__Data to process__.
------
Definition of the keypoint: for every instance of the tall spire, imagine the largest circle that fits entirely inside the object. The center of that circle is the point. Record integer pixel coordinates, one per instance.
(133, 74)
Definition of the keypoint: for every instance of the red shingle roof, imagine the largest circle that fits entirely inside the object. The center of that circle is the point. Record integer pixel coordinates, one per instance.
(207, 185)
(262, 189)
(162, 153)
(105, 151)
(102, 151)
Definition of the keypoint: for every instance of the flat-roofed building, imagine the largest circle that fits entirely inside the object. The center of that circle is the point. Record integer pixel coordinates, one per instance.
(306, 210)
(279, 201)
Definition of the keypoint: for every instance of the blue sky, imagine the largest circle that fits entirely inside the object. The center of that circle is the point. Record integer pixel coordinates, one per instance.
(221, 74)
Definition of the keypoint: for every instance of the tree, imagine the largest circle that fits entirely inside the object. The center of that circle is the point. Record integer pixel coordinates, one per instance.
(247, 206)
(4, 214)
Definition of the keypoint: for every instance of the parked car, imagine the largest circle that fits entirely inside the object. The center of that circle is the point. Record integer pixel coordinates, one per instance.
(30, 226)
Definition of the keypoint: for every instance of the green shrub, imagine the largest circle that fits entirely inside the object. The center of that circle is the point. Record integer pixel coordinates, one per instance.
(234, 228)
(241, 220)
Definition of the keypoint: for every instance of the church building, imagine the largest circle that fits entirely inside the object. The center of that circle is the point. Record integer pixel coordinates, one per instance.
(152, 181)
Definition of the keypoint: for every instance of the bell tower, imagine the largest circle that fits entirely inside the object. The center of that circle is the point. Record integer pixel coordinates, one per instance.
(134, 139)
------
__What is required__.
Convert the lines above into a JSON list of strings, with one string for each line and blank lines left out.

__Written solution__.
[
  "Definition of the keypoint: for every instance of the tall spire, imagine the largest circle that fits entirely inside the object. The center of that circle is the point. Record integer pixel coordinates, one per instance.",
  "(133, 74)",
  "Definition of the keypoint: for every instance of the red shingle roof, imagine the largest circle that fits entirely inside the object. The center of that circle is the point. Record integer pixel coordinates, one per instance.",
  "(207, 185)",
  "(262, 189)",
  "(162, 153)",
  "(105, 151)",
  "(102, 151)",
  "Definition of the keypoint: for every instance of the flat-roofed building, imagine the largest circle that fits entirely inside the object. The center of that circle is the point. Record integer pixel coordinates, one per instance.",
  "(306, 210)",
  "(279, 201)",
  "Definition of the keypoint: for every instance of the blue sky, imagine the largest circle that fits entirely inside the object. The center of that circle is the point. Record integer pixel coordinates, one per instance.",
  "(221, 74)",
  "Definition of the keypoint: for every instance of the tree, imagine the largest circle that fits entirely inside the object. The center of that circle is the point. Record integer pixel coordinates, one per instance.",
  "(247, 206)",
  "(4, 214)",
  "Definition of the keypoint: for every instance of the parked car, imagine the largest circle that fits entirely inside the object. The center of that circle is the point. Record integer pixel coordinates, one per instance.",
  "(30, 226)",
  "Definition of the keypoint: for every instance of the green shrub, imagine the largest circle that fits entirely inside the object. The center of that circle is the point. Record integer pixel coordinates, one per instance.",
  "(234, 228)",
  "(241, 220)",
  "Definition of the keypoint: for every instance of the church building, imagine the largest circle that fits entirely inside the object. The center of that circle is the point. Record integer pixel coordinates, one per instance.",
  "(152, 181)",
  "Definition of the keypoint: for every instance of the bell tower, imagine the largest circle that fits entirely inside the object. The center of that circle is the point. Record integer pixel coordinates, one per instance.",
  "(134, 139)"
]